#### [MATERIALS PROVIDED]
◇ ◇ ◇ ◇ ◇ ◇ ◇

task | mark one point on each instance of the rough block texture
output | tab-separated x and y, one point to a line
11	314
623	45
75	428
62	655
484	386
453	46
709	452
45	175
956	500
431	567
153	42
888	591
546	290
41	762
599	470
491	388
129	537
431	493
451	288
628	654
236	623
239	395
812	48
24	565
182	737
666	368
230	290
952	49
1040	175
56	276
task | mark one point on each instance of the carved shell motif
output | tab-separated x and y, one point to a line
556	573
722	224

◇ ◇ ◇ ◇ ◇ ◇ ◇

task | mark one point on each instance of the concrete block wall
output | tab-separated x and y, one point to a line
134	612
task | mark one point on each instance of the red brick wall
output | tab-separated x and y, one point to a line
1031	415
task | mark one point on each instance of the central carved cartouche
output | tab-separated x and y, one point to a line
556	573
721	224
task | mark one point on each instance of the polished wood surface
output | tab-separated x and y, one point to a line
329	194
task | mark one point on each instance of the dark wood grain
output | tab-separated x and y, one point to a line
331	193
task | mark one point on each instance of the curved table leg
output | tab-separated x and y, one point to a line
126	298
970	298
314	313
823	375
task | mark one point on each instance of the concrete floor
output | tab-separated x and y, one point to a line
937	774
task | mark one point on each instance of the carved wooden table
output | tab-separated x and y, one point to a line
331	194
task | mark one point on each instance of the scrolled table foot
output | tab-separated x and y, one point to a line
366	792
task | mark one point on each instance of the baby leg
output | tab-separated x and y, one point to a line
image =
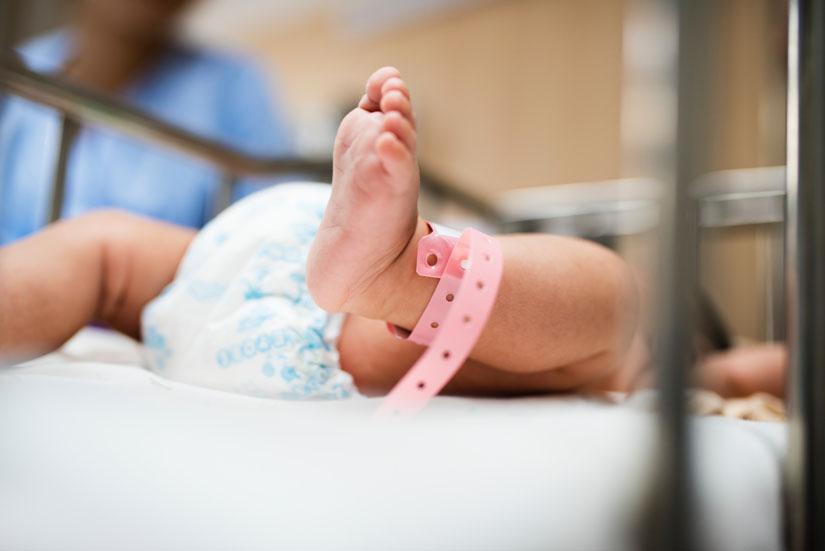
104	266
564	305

◇ ◇ ◇ ◇ ◇ ◇ ◇

Return every line of the listing above that contains the word "concrete".

#### [SOLVED EXERCISE]
task | mark one point on each instance of the concrete block wall
task | mark one point on each instance of the concrete floor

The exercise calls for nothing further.